◆ **WHAT IS NEEDED**
Quote the lines below word for word, starting at the beginning and ending with the line that contains "box: [0, 0, 594, 352]". Leave out the pictures.

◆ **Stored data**
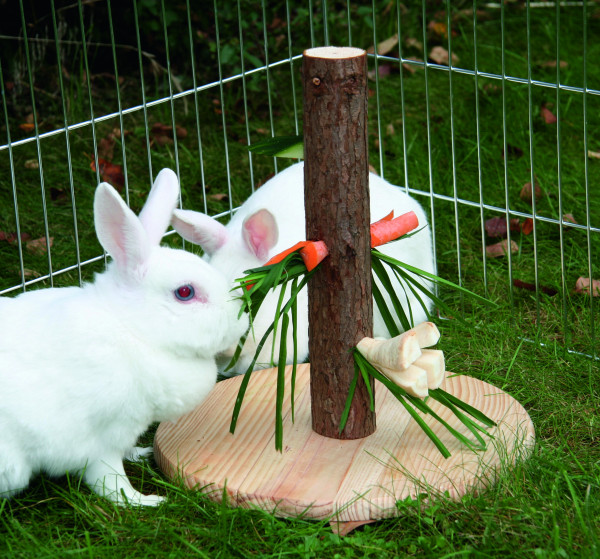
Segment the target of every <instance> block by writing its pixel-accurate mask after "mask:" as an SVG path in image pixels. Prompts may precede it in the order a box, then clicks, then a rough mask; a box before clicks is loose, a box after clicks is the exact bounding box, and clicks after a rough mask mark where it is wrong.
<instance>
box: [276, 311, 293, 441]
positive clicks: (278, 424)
mask: <svg viewBox="0 0 600 559" xmlns="http://www.w3.org/2000/svg"><path fill="white" fill-rule="evenodd" d="M289 322H290V317H289V316H288V314H287V313H285V314H284V315H283V316H282V317H281V343H280V344H279V362H278V364H277V397H276V399H275V450H278V451H279V452H281V451H282V449H283V397H284V392H285V367H286V365H285V362H286V360H287V347H286V346H287V342H286V338H287V329H288V325H289Z"/></svg>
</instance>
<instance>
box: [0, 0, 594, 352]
mask: <svg viewBox="0 0 600 559" xmlns="http://www.w3.org/2000/svg"><path fill="white" fill-rule="evenodd" d="M20 4H21V23H22V32H23V44H24V49H25V56H26V60H27V70H28V79H29V85H30V94H31V103H32V114H33V123H34V135H33V136H32V137H29V138H25V139H22V140H17V141H11V136H10V131H9V125H8V115H7V108H6V102H5V106H4V113H5V121H6V127H7V140H6V143H5V144H3V145H0V152H2V151H5V150H8V157H9V164H10V176H11V183H12V187H13V196H14V211H15V221H16V227H17V232H18V233H19V231H20V229H19V213H18V203H17V188H16V179H15V170H14V158H13V150H14V149H15V148H18V147H20V146H23V145H27V144H31V143H35V145H36V151H37V159H38V165H39V175H40V188H41V195H42V205H43V214H44V228H45V232H46V239H49V236H50V235H49V233H50V231H49V224H48V215H47V208H46V187H45V184H44V173H43V156H42V152H43V150H42V141H43V140H45V139H46V138H50V137H52V136H56V135H64V137H65V142H66V150H67V161H68V165H69V180H70V188H71V198H72V209H73V214H74V221H75V236H76V239H75V243H76V253H77V255H76V260H77V262H76V264H74V265H73V266H68V267H65V268H63V269H60V270H54V269H53V263H52V253H51V247H50V246H47V248H48V250H47V253H48V270H49V272H48V274H46V275H44V276H41V277H38V278H35V279H31V280H27V281H26V280H25V274H24V269H23V246H22V243H21V239H20V236H19V238H18V240H17V243H18V251H19V259H20V266H21V277H22V281H21V283H19V284H18V285H15V286H12V287H10V288H8V289H4V290H2V291H0V295H4V294H7V293H11V292H14V291H17V290H24V289H26V288H27V287H28V286H30V285H33V284H36V283H39V282H43V281H46V280H48V281H49V282H50V284H51V285H53V278H54V277H55V276H56V275H57V274H62V273H66V272H69V271H73V270H77V272H78V274H79V277H80V281H81V268H82V267H83V266H86V265H88V264H91V263H94V262H97V261H99V260H101V259H102V258H105V256H104V255H102V256H98V257H94V258H91V259H87V260H85V261H80V256H79V248H78V235H77V221H76V204H75V192H74V185H73V172H72V163H71V152H70V149H71V148H70V144H69V135H70V133H72V132H73V131H75V130H78V129H80V128H85V127H88V126H90V127H91V131H92V137H93V142H94V154H95V157H96V160H97V157H98V152H97V141H96V126H97V124H98V123H100V122H103V121H107V120H111V119H114V118H118V119H119V124H120V129H121V133H122V139H123V141H122V150H123V154H122V155H123V162H124V165H126V153H125V137H124V136H125V135H124V124H123V117H124V116H125V115H128V114H133V113H137V112H139V111H143V113H144V123H145V133H146V142H147V147H148V154H149V156H148V165H149V171H150V176H151V177H152V162H151V156H150V153H151V151H150V137H149V125H148V109H149V108H152V107H155V106H159V105H161V104H164V103H167V104H170V108H171V124H172V127H173V137H174V151H175V159H176V167H177V174H178V176H179V174H180V173H179V162H178V149H177V135H176V130H175V127H176V119H175V112H174V103H175V101H176V100H179V99H184V100H185V99H187V97H188V96H190V95H192V96H193V97H194V106H195V111H196V117H197V123H196V128H197V136H198V144H199V160H200V163H201V165H200V167H201V171H202V188H203V191H204V192H205V178H204V163H203V158H202V139H201V131H200V122H199V119H198V114H199V104H198V103H199V101H198V95H199V93H201V92H203V91H207V90H210V89H212V88H217V89H218V90H219V94H220V101H221V107H222V115H223V116H222V124H223V135H224V146H225V159H226V169H227V180H228V194H229V200H230V209H229V212H231V211H234V210H235V208H233V207H232V205H231V200H232V196H231V173H230V161H229V157H228V150H227V145H228V142H227V120H226V111H227V108H226V107H225V99H224V93H223V86H224V85H225V84H227V83H229V82H233V81H236V80H242V90H243V95H244V113H245V117H246V136H247V140H248V142H250V129H249V125H248V122H249V115H248V106H247V90H246V79H247V78H248V77H249V76H252V75H254V74H260V73H265V74H266V76H267V79H266V84H267V96H268V106H269V119H270V125H271V134H272V135H275V122H274V117H273V102H272V99H271V91H270V79H269V72H270V70H271V69H273V68H276V67H278V66H281V65H284V64H287V65H289V67H290V76H291V81H292V89H293V90H294V100H293V102H294V113H295V116H294V118H295V120H294V122H295V128H296V132H297V131H298V129H299V126H298V114H297V107H296V98H295V89H294V87H295V86H294V68H295V66H294V63H295V62H297V61H298V60H299V59H300V58H301V55H296V56H293V55H292V37H291V22H290V11H289V0H286V3H285V6H286V19H287V22H288V37H287V40H288V57H287V58H283V59H279V60H277V61H275V62H271V61H269V54H268V41H267V28H266V13H265V12H266V10H265V2H264V0H261V8H262V15H263V42H264V50H265V64H264V65H263V66H260V67H258V68H254V69H252V70H246V69H245V68H244V60H243V59H244V56H243V30H242V26H241V23H240V26H239V39H240V62H241V64H242V71H241V72H240V73H238V74H235V75H230V76H226V77H225V76H224V75H223V73H222V64H221V60H220V56H219V53H220V49H219V48H217V57H218V71H219V79H218V80H217V81H214V82H210V83H205V84H201V85H197V84H196V83H195V72H194V85H193V87H192V88H191V89H188V90H185V91H180V92H178V93H174V92H173V84H172V81H171V77H172V75H171V71H170V58H169V55H168V34H167V27H166V18H165V7H164V0H161V15H162V18H161V19H162V22H161V23H162V27H163V33H164V41H165V46H166V48H167V70H168V71H167V77H168V83H169V95H167V96H165V97H162V98H159V99H155V100H152V101H147V100H146V98H145V87H144V83H143V71H142V69H143V68H142V49H141V42H140V36H139V24H138V22H137V4H136V0H134V14H135V20H136V27H137V37H136V39H137V51H138V57H139V63H140V76H141V81H142V84H141V94H142V104H141V105H135V106H130V107H127V108H123V107H122V106H121V100H120V96H119V88H118V81H116V82H115V83H116V84H117V101H118V111H117V112H113V113H109V114H105V115H101V116H95V115H94V112H93V103H92V95H91V90H89V87H90V85H89V82H88V95H89V107H90V119H89V120H84V121H81V122H77V123H69V122H68V118H67V113H66V109H65V108H64V106H65V105H64V103H65V92H64V88H63V86H62V82H61V88H60V89H61V100H62V102H63V117H64V118H63V120H64V126H63V127H62V128H57V129H55V130H52V131H49V132H44V133H40V130H39V123H38V118H37V114H36V109H35V107H36V103H35V93H34V88H33V76H32V72H31V59H30V55H29V47H28V45H29V43H30V41H35V40H37V39H33V38H32V39H29V38H28V37H27V31H26V22H25V19H24V12H23V6H22V0H21V2H20ZM533 4H534V3H530V2H529V1H528V2H527V11H526V17H527V48H528V57H527V77H526V78H524V77H520V76H515V75H508V74H507V73H506V60H505V43H504V38H505V32H506V31H505V5H504V3H501V4H500V5H499V9H500V11H501V36H502V70H501V73H499V74H497V73H490V72H483V71H481V70H480V69H479V68H478V63H477V36H476V34H477V25H476V23H477V15H476V5H477V3H476V1H475V0H473V20H474V26H473V27H474V35H475V37H474V48H475V53H474V55H475V63H474V68H473V69H470V68H462V67H460V66H457V65H454V64H453V62H452V39H451V37H450V34H449V38H448V51H449V63H448V66H445V65H442V64H437V63H433V62H429V61H427V60H425V61H416V60H412V59H409V58H404V57H403V56H402V51H401V50H400V53H399V56H398V57H393V56H387V55H380V54H378V53H377V51H375V54H374V55H369V57H370V59H371V60H372V62H373V64H374V66H375V91H376V105H377V109H376V110H377V133H378V137H379V156H380V171H381V174H382V175H383V174H384V170H385V169H384V159H385V157H384V149H383V142H384V135H383V131H382V125H381V119H380V98H379V72H378V71H377V70H378V65H379V64H380V63H381V62H386V63H390V62H393V63H395V64H397V65H398V67H399V68H400V69H401V68H402V66H403V65H409V66H414V67H416V68H420V69H422V70H423V71H424V76H425V98H426V109H427V116H426V121H427V145H428V154H427V156H428V164H429V184H428V190H427V189H425V188H423V187H424V186H425V185H421V188H415V187H414V186H412V185H411V183H410V181H409V172H408V167H407V152H406V149H407V147H406V146H407V142H406V132H405V129H404V127H403V149H404V165H405V168H404V176H405V184H404V188H405V189H406V190H407V191H408V192H409V193H411V194H413V195H416V196H420V197H425V198H429V206H430V211H431V220H432V222H431V227H432V232H433V234H434V247H435V233H436V227H435V211H434V210H435V201H436V200H439V201H445V202H449V203H451V204H453V206H454V212H455V227H456V242H457V245H458V249H457V254H458V260H457V267H458V278H459V282H460V281H461V278H462V267H461V262H460V254H461V251H460V232H459V220H458V209H459V207H461V206H465V207H473V208H477V209H479V211H480V216H481V219H482V236H483V213H484V211H487V212H491V213H494V214H498V215H501V216H505V218H506V221H507V225H508V222H509V220H510V218H511V217H519V218H524V219H526V218H531V219H532V220H533V242H534V258H535V265H534V270H535V285H536V288H539V277H538V273H539V269H538V262H537V252H538V251H537V227H538V223H551V224H553V225H556V226H558V229H559V236H560V238H559V243H560V260H561V262H560V267H561V284H562V285H561V287H562V290H561V295H562V296H563V330H564V332H565V336H567V337H568V333H569V324H568V317H567V309H566V298H565V297H564V296H565V295H566V293H567V287H566V265H565V245H564V234H565V231H567V230H569V229H574V230H580V231H583V232H585V234H586V241H587V256H588V277H589V278H592V277H593V275H592V272H593V270H592V247H591V239H592V235H598V234H600V227H598V226H596V227H594V226H593V225H592V221H591V215H590V184H589V171H588V165H589V163H588V158H587V151H588V144H589V139H588V129H587V111H588V108H587V107H588V98H589V96H600V90H598V89H592V88H588V82H587V64H588V56H587V44H588V36H587V14H586V6H587V3H586V2H579V3H558V2H557V3H554V4H553V6H554V7H555V10H556V82H555V83H553V82H545V81H540V80H534V79H533V78H532V63H531V38H530V13H531V6H532V5H533ZM565 4H573V5H575V4H576V5H577V6H580V7H582V21H583V48H584V57H583V60H584V78H583V86H582V87H576V86H572V85H566V84H563V83H561V71H560V63H559V62H560V32H559V31H560V8H561V6H563V5H565ZM309 5H310V7H311V9H310V11H309V20H310V32H311V46H315V44H316V43H315V33H316V31H315V21H314V16H313V10H312V6H313V2H312V1H310V2H309ZM396 5H397V7H398V10H397V11H398V22H397V25H398V36H399V44H400V49H401V10H400V7H399V3H398V1H397V2H396ZM186 6H187V13H188V22H189V14H190V10H189V0H186ZM108 7H109V25H110V35H111V41H110V46H111V49H112V54H113V64H114V71H115V76H117V75H118V74H117V55H116V49H117V47H118V45H117V44H116V41H115V37H114V32H113V29H112V15H111V10H110V2H109V4H108ZM237 8H238V20H239V21H240V22H241V19H240V18H241V9H240V0H238V2H237ZM82 10H83V8H82V6H81V4H79V13H80V26H81V30H80V31H81V37H82V43H83V44H84V45H86V48H84V49H83V51H84V63H85V66H86V71H87V72H88V74H89V67H88V59H87V46H88V43H86V38H85V30H84V25H83V11H82ZM214 10H215V20H216V21H215V23H216V26H217V37H216V41H217V45H219V29H218V11H217V2H216V0H215V2H214ZM372 11H373V18H374V17H375V2H374V0H373V1H372ZM450 11H451V10H450V3H449V2H448V1H447V2H446V12H447V25H448V29H450V28H451V17H450ZM422 13H423V43H424V50H425V51H427V46H426V45H427V39H428V38H427V31H426V21H427V11H426V6H425V1H424V0H423V2H422ZM54 15H55V14H54V12H53V16H54ZM321 16H322V19H323V33H324V35H323V38H324V42H325V44H328V43H329V32H328V23H327V22H328V18H327V3H326V2H323V3H322V14H321ZM347 16H348V40H349V42H350V43H351V42H352V33H351V25H350V23H351V18H350V4H349V3H348V5H347ZM53 24H54V35H55V39H54V41H55V46H56V50H57V59H58V63H59V64H60V49H61V45H62V43H65V44H66V43H68V41H63V40H62V39H61V38H59V34H58V31H57V26H56V20H55V19H54V21H53ZM189 33H190V43H192V32H191V26H190V28H189ZM373 41H374V45H375V46H376V45H377V29H376V26H375V25H374V26H373ZM191 51H192V52H191V53H190V56H191V57H192V65H194V61H193V56H194V55H193V48H192V49H191ZM1 72H2V68H1V66H0V86H1V87H2V90H3V91H4V83H3V76H2V73H1ZM429 72H448V74H449V99H450V115H451V117H450V118H451V128H452V134H451V138H450V140H451V142H452V162H453V177H452V182H453V196H447V195H442V194H440V193H437V192H436V191H435V185H434V181H433V173H432V165H433V162H432V131H431V118H432V116H431V111H430V105H431V99H430V91H429V84H428V77H429ZM454 75H466V76H471V77H472V78H473V80H474V85H475V97H476V100H475V107H476V126H477V149H478V153H477V162H478V187H479V199H478V200H470V199H466V198H461V197H460V196H459V195H458V190H457V188H456V156H455V149H454V141H455V133H454V112H453V106H454V102H455V101H454V98H453V86H452V77H453V76H454ZM480 78H486V79H491V80H496V81H498V82H499V83H500V85H501V89H502V104H503V106H502V109H503V110H502V115H503V123H502V124H503V142H504V149H505V153H506V148H507V133H506V132H507V122H506V114H507V110H506V87H507V84H509V83H515V84H522V85H525V86H526V87H527V91H528V115H529V122H528V126H529V131H530V133H529V137H530V142H529V157H530V161H531V171H530V174H531V184H532V185H534V184H535V170H534V162H535V153H534V136H535V131H534V126H533V116H532V115H533V101H532V92H533V90H534V89H535V88H547V89H553V90H554V91H555V95H556V111H557V120H558V122H557V132H556V135H557V136H556V151H557V163H558V176H557V180H558V196H559V219H554V218H549V217H546V216H543V215H540V214H539V213H538V212H537V208H536V203H535V196H533V203H532V209H531V212H521V211H516V210H514V209H512V208H511V207H510V205H509V196H508V185H509V178H508V167H507V162H506V159H505V162H504V168H505V169H504V171H505V174H504V188H505V207H499V206H494V205H490V204H486V203H484V199H483V191H482V178H481V166H482V158H481V152H480V148H481V146H480V132H479V124H480V115H479V98H478V94H479V93H478V87H477V84H478V80H479V79H480ZM399 82H400V93H401V100H400V105H401V111H402V119H403V122H404V120H405V100H404V85H403V78H402V71H400V78H399ZM567 92H568V93H571V94H580V95H581V96H582V100H583V123H584V126H583V129H584V130H583V131H584V150H585V153H584V154H583V157H584V160H585V176H584V180H585V192H586V213H587V215H586V224H585V225H579V224H576V223H571V222H568V221H565V220H564V219H563V213H562V209H563V193H562V169H561V127H560V114H561V113H560V111H561V108H560V107H561V103H560V101H561V94H562V93H567ZM249 165H250V173H251V188H252V189H253V188H254V177H253V175H252V170H253V167H252V155H251V154H250V158H249ZM275 167H276V162H275ZM125 169H126V167H125ZM96 173H97V176H98V179H99V178H100V177H99V172H98V170H97V171H96ZM125 180H126V181H127V173H126V172H125ZM125 193H126V196H127V197H128V188H127V182H126V188H125ZM204 199H205V200H206V196H204ZM204 210H205V211H206V206H205V208H204ZM229 212H225V214H221V215H226V214H227V213H229ZM507 234H508V241H509V242H510V235H511V233H510V227H507ZM47 242H48V241H47ZM434 250H435V249H434ZM482 253H483V255H484V256H483V258H484V259H485V247H484V246H483V245H482ZM507 257H508V274H509V277H508V281H509V284H510V285H509V291H510V298H511V304H512V305H513V306H514V301H513V299H514V295H513V286H512V270H513V265H512V259H511V254H510V252H509V253H508V254H507ZM436 260H437V258H436ZM486 270H487V266H486V264H485V261H484V273H485V271H486ZM484 286H485V289H486V290H487V288H488V280H487V277H486V278H484ZM589 299H590V311H591V322H590V334H591V339H592V347H593V348H595V329H594V322H593V316H594V305H595V302H594V298H593V297H590V298H589ZM536 312H537V314H538V317H539V289H538V290H537V291H536ZM593 353H595V350H594V351H593Z"/></svg>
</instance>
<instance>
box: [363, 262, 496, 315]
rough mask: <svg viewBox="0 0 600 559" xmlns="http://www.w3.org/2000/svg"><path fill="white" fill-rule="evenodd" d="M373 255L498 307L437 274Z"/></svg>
mask: <svg viewBox="0 0 600 559" xmlns="http://www.w3.org/2000/svg"><path fill="white" fill-rule="evenodd" d="M371 253H372V254H374V255H375V257H376V258H379V259H380V260H383V261H385V262H387V263H388V264H392V265H394V266H396V267H398V268H402V269H404V270H408V271H409V272H412V273H413V274H415V275H417V276H420V277H423V278H427V279H430V280H432V281H433V282H434V283H438V284H440V285H445V286H446V287H450V288H452V289H454V290H456V291H460V292H461V293H464V294H465V295H468V296H469V297H472V298H474V299H476V300H478V301H479V302H480V303H485V304H486V305H493V306H498V305H496V303H493V302H492V301H490V300H489V299H486V298H485V297H482V296H481V295H478V294H477V293H474V292H473V291H470V290H468V289H466V288H464V287H462V286H461V285H458V284H456V283H453V282H451V281H449V280H447V279H444V278H442V277H440V276H436V275H435V274H431V273H430V272H426V271H425V270H421V269H420V268H415V267H414V266H411V265H410V264H406V263H405V262H401V261H400V260H396V259H395V258H392V257H391V256H389V255H387V254H384V253H383V252H380V251H378V250H372V251H371Z"/></svg>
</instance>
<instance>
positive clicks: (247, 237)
mask: <svg viewBox="0 0 600 559" xmlns="http://www.w3.org/2000/svg"><path fill="white" fill-rule="evenodd" d="M242 237H243V238H244V241H245V242H246V246H247V247H248V248H249V249H250V250H251V251H252V252H253V253H254V254H255V255H256V257H257V258H258V259H259V260H265V261H266V260H267V256H268V255H269V250H271V249H272V248H273V247H274V246H275V244H276V243H277V239H278V238H279V229H278V228H277V222H276V221H275V218H274V217H273V214H272V213H271V212H270V211H269V210H265V209H262V210H258V211H257V212H255V213H253V214H252V215H249V216H248V217H247V218H246V219H245V220H244V223H243V224H242Z"/></svg>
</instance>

◆ **WRITTEN RESPONSE**
Segment the target of every <instance> block by writing its pixel-accurate mask after "mask:" as an SVG path in image pixels. Prompts may precede it in the order a box, then clicks, then a rough mask; a box before clicks is loose, a box after clicks is the exact bounding box, and clicks after a rough mask mark where it is wrong.
<instance>
box: [276, 311, 293, 441]
positive clicks: (278, 424)
mask: <svg viewBox="0 0 600 559" xmlns="http://www.w3.org/2000/svg"><path fill="white" fill-rule="evenodd" d="M289 322H290V317H289V316H288V314H287V313H285V314H284V315H283V316H282V317H281V343H280V344H279V362H278V364H277V397H276V399H275V450H278V451H279V452H281V451H282V449H283V397H284V392H285V367H286V365H285V362H286V360H287V347H286V346H287V342H286V338H287V329H288V325H289Z"/></svg>
</instance>
<instance>
box: [0, 0, 594, 352]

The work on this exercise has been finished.